Your task
Retype the passage of the article on running LIGER with Seurat objects between "Example datasets, with" and "library(Seurat)", inclusive, with no changes.
═════ Document section ═════
Using LIGER to integrate datasets stored in Seurat objects
Yichen Wang
2024-03-11
Source:vignettes/articles/liger_with_seurat.Rmd
liger_with_seurat.Rmd
Goal of this article
We have introduced the basic usage of LIGER throughout many other vignettes, together with various use cases. In this article, we bring LIGER to the Seurat users, showing how to run rliger functions on Seurat objects to integrate the datasets.
With old version (< 1.99.0), we provided wrapper functions in SeuratWrappers that allow rliger functions to be run on Seurat objects. With the current new version (>= 1.99.0), we now provide native support for Seurat objects in rliger. The functions applied to a liger object can now be directly applied to a Seurat object.
This article will demonstrate the workflow from loading a standard Seurat data to obtaining the integration labeling.
Example datasets, with V5 style
This vignette uses the example shown on Seurat official integration tutorial. A package called SeuratData would be needed for loading the example datasets.
library(Seurat)
library(SeuratData)
library(patchwork)
library(rliger)
InstallData("ifnb")
ifnb <- LoadData("ifnb")
ifnb
## An object of class Seurat
## 14053 features across 13999 samples within 1 assay
## Active assay: RNA (14053 features, 0 variable features)
## 2 layers present: counts, data
With the release of Seurat v5, it is now recommended to have the gene
expression data, namingly “counts”, “data” and “scale.data” slots
previously in a Seurat Assay, splitted by batches. A metadata variable
is required to be presented that indicates the batch information. In the
example dataset, the batch information is stored in the
stim
variable. This would be the analogous to the
ligerObj$dataset
variable with a liger object.
═════ Information supplied ═════
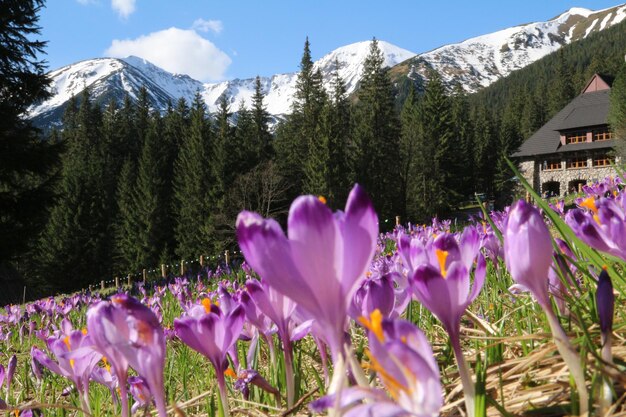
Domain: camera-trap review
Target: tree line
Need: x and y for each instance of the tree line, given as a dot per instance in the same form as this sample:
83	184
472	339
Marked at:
122	187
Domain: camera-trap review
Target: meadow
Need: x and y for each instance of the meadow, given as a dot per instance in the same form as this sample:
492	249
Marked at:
519	313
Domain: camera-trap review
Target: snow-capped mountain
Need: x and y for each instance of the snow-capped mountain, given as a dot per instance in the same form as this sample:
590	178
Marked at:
112	78
475	63
279	89
479	61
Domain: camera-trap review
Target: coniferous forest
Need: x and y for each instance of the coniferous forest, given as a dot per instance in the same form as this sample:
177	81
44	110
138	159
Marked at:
120	187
═════
Result for this exercise
Example datasets, with V5 style
This vignette uses the example shown on Seurat official integration tutorial. A package called SeuratData would be needed for loading the example datasets.
library(Seurat)